Whether we like it or not, remote working is here to stay. During the last few months, many organizations struggled to get up and running. Still, those who had policies and technology focused on mobility and flexibility experienced a smoother transition to a remote environment. Companies like Twitter even decided to make working from home a permanent option for employees. Unfortunately, not every organization prioritized this model. For many, there were more questions than answers. Where do we begin? How long will it take to get 200 employees up and running? Are we still protected?
Making things more complicated, most employees will be using personal devices for business activities, otherwise known as BYOD – Bring Your Own Device. This concept can cause fear for the organization and its employees. Both are wondering what vulnerabilities exist for their data and property. The foundation for addressing these concerns is policy. Merely writing a policy isn’t enough. Policies need to be actively communicated, not just in a pdf on the company intranet. Once everyone is on the same page about security and access, they can start enjoying the benefits of BYOD.

= = =

Do this:
Return the words of the remote-work passage verbatim, starting with "Whether we like" and going on through "we still protected?".

Data excerpt:
= = =

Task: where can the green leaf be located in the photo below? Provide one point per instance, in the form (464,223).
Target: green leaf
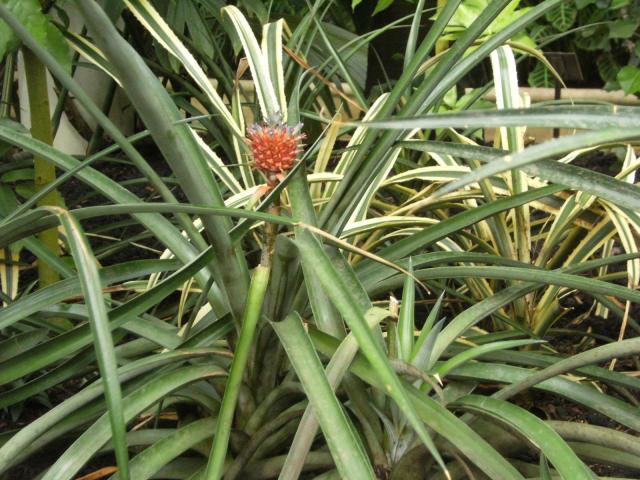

= = =

Output of the exercise:
Whether we like it or not, remote working is here to stay. During the last few months, many organizations struggled to get up and running. Still, those who had policies and technology focused on mobility and flexibility experienced a smoother transition to a remote environment. Companies like Twitter even decided to make working from home a permanent option for employees. Unfortunately, not every organization prioritized this model. For many, there were more questions than answers. Where do we begin? How long will it take to get 200 employees up and running? Are we still protected?